Repeat the listing exactly as given, omitting every image.

'''

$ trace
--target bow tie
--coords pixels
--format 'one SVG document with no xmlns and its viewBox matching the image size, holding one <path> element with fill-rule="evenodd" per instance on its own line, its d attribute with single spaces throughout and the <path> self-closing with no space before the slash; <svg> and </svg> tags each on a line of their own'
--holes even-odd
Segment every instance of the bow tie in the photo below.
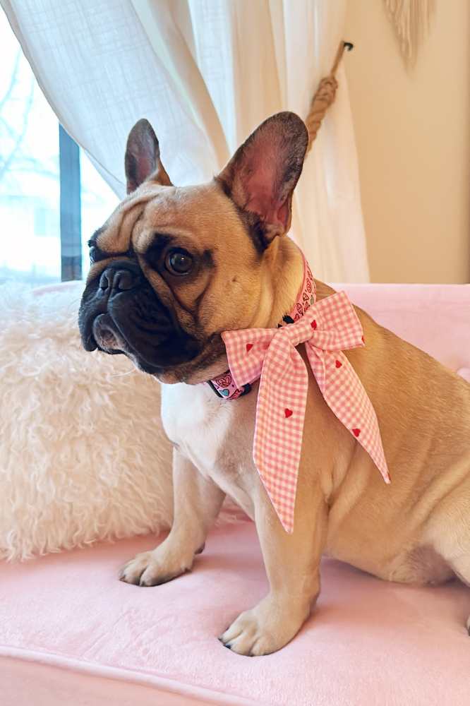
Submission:
<svg viewBox="0 0 470 706">
<path fill-rule="evenodd" d="M 315 303 L 313 289 L 305 309 L 296 321 L 277 329 L 241 329 L 222 334 L 234 384 L 242 388 L 261 378 L 253 459 L 289 533 L 294 530 L 308 388 L 306 364 L 295 347 L 300 343 L 305 344 L 325 402 L 370 455 L 385 482 L 390 483 L 375 412 L 342 352 L 364 345 L 362 327 L 353 306 L 344 292 Z"/>
</svg>

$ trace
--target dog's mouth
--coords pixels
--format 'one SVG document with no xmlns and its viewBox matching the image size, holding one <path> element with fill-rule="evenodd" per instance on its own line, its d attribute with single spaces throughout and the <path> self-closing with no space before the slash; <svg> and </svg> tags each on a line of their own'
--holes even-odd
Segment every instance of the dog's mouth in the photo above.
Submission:
<svg viewBox="0 0 470 706">
<path fill-rule="evenodd" d="M 184 331 L 139 265 L 114 261 L 83 293 L 78 323 L 85 350 L 123 354 L 160 380 L 186 381 L 224 355 L 219 335 L 201 341 Z"/>
</svg>

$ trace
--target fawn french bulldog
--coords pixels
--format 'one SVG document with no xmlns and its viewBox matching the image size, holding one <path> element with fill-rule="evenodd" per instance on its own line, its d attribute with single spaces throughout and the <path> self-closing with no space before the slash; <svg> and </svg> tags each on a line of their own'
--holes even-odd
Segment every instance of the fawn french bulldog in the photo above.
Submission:
<svg viewBox="0 0 470 706">
<path fill-rule="evenodd" d="M 344 354 L 375 409 L 392 482 L 307 365 L 290 534 L 252 456 L 259 381 L 234 400 L 200 384 L 227 370 L 223 332 L 275 329 L 296 302 L 304 264 L 287 232 L 308 140 L 298 116 L 277 114 L 210 183 L 178 188 L 139 121 L 126 154 L 128 196 L 90 241 L 80 313 L 87 350 L 123 353 L 161 381 L 174 446 L 172 529 L 121 580 L 153 586 L 190 570 L 229 493 L 256 523 L 270 586 L 220 638 L 248 655 L 296 635 L 324 554 L 391 581 L 470 582 L 470 385 L 457 374 L 356 308 L 365 346 Z M 316 289 L 319 302 L 334 294 Z M 307 364 L 304 345 L 297 350 Z"/>
</svg>

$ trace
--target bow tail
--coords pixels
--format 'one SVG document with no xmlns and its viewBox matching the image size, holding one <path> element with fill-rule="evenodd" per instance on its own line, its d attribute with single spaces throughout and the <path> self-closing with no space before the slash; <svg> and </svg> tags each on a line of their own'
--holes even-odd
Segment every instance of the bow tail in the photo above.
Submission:
<svg viewBox="0 0 470 706">
<path fill-rule="evenodd" d="M 390 483 L 377 415 L 356 371 L 342 351 L 319 352 L 321 357 L 313 347 L 307 347 L 308 359 L 325 401 L 367 451 L 385 483 Z"/>
<path fill-rule="evenodd" d="M 265 359 L 256 408 L 253 460 L 282 526 L 294 531 L 308 376 L 289 341 L 272 345 Z"/>
</svg>

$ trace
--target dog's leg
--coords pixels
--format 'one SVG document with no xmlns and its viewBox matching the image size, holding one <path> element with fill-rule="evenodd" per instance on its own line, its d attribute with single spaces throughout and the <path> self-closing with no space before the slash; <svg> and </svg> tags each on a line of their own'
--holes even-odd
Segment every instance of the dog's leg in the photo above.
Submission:
<svg viewBox="0 0 470 706">
<path fill-rule="evenodd" d="M 156 586 L 189 571 L 194 554 L 202 551 L 225 493 L 204 478 L 191 461 L 173 453 L 174 520 L 167 539 L 152 551 L 128 561 L 120 579 L 140 586 Z"/>
<path fill-rule="evenodd" d="M 270 590 L 220 637 L 226 647 L 240 654 L 268 654 L 284 647 L 308 617 L 318 594 L 327 506 L 318 490 L 313 498 L 311 489 L 300 480 L 299 474 L 291 534 L 284 530 L 260 483 L 256 527 Z"/>
</svg>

'''

§ **Response to this exercise**
$ trace
--target bow tie
--coords pixels
--format 'one SVG document with no xmlns and its viewBox matching the image size, holding one <path> element with fill-rule="evenodd" per instance on its own line, its d attribute with single spaces throughout and the <path> self-closing with no space before the slash; <svg> and </svg> tags each on a line of their own'
--holes even-odd
Segment every instance of the bow tie in the photo below.
Submission:
<svg viewBox="0 0 470 706">
<path fill-rule="evenodd" d="M 315 303 L 313 289 L 305 309 L 296 321 L 277 329 L 241 329 L 222 334 L 234 384 L 242 388 L 261 378 L 253 459 L 289 533 L 294 530 L 308 388 L 306 364 L 295 347 L 300 343 L 305 344 L 325 402 L 370 455 L 385 482 L 390 483 L 375 412 L 342 352 L 364 345 L 362 327 L 353 306 L 344 292 Z"/>
</svg>

$ trace
--target dog's mouth
--coords pixels
--format 'one SVG document with no xmlns and its viewBox matching the image size, holding one <path> element with fill-rule="evenodd" per instance on its own line, its d attribute with single spaces throughout and the <path> self-closing with no space before the slash; <svg> and </svg> tags each on a line of their own'
--holes even-odd
Segment every instance of the dog's mouth in the photo above.
Submission:
<svg viewBox="0 0 470 706">
<path fill-rule="evenodd" d="M 184 331 L 139 265 L 114 261 L 83 293 L 78 323 L 85 350 L 123 354 L 160 380 L 186 381 L 224 355 L 219 335 L 201 341 Z"/>
</svg>

$ trace
--target fawn french bulldog
--coords pixels
--format 'one SVG document with no xmlns and its viewBox matching the image size, holding one <path> element with fill-rule="evenodd" per instance on its own line, its d attribute with single spaces throughout and the <path> self-closing with no space before the slash; <svg> and </svg> tags each on a line of their own'
--holes even-odd
Segment every instance of the fawn french bulldog in the photo above.
Submission:
<svg viewBox="0 0 470 706">
<path fill-rule="evenodd" d="M 344 354 L 375 409 L 392 482 L 307 365 L 290 534 L 252 456 L 259 381 L 234 400 L 200 384 L 227 370 L 223 332 L 275 329 L 296 302 L 304 264 L 287 232 L 308 140 L 298 116 L 277 114 L 210 183 L 178 188 L 139 121 L 126 154 L 128 196 L 90 241 L 80 313 L 87 350 L 123 353 L 161 381 L 174 446 L 172 529 L 121 580 L 153 586 L 190 570 L 229 493 L 256 523 L 270 586 L 220 638 L 248 655 L 296 635 L 324 554 L 391 581 L 470 582 L 470 385 L 457 374 L 356 308 L 365 346 Z M 316 289 L 319 302 L 334 294 Z M 307 364 L 304 345 L 297 350 Z"/>
</svg>

$ trace
--target bow tail
--coords pixels
--format 'one SVG document with no xmlns and its viewBox matching the image size, holding one <path> element with fill-rule="evenodd" per instance on its own line, its d attribute with single spaces throughout and the <path> self-closing with no space before the slash; <svg> and </svg> tags each on a line of their own'
--holes even-odd
Segment every instance of the bow tail in the photo above.
Submission:
<svg viewBox="0 0 470 706">
<path fill-rule="evenodd" d="M 390 483 L 377 415 L 356 371 L 342 351 L 319 352 L 321 357 L 313 347 L 307 347 L 308 359 L 325 401 L 367 451 L 385 483 Z"/>
<path fill-rule="evenodd" d="M 265 359 L 256 408 L 253 460 L 282 526 L 294 531 L 308 376 L 289 341 L 272 345 Z"/>
</svg>

$ trace
--target dog's leg
--coords pixels
--format 'one SVG document with no xmlns and its viewBox matching the image size, holding one <path> element with fill-rule="evenodd" per instance on its own line, its d attribute with single spaces throughout and the <path> self-closing with no space before the slash; <svg> and </svg> tags each on a line of their own'
--holes even-odd
Segment every instance of the dog's leg in the photo above.
Submission:
<svg viewBox="0 0 470 706">
<path fill-rule="evenodd" d="M 156 586 L 189 571 L 194 554 L 202 551 L 225 493 L 204 478 L 191 461 L 173 453 L 174 520 L 167 539 L 152 551 L 128 561 L 120 579 L 140 586 Z"/>
<path fill-rule="evenodd" d="M 270 590 L 220 637 L 226 647 L 240 654 L 268 654 L 284 647 L 308 617 L 318 594 L 327 506 L 318 490 L 313 498 L 311 489 L 300 480 L 299 474 L 291 534 L 284 530 L 260 483 L 256 527 Z"/>
</svg>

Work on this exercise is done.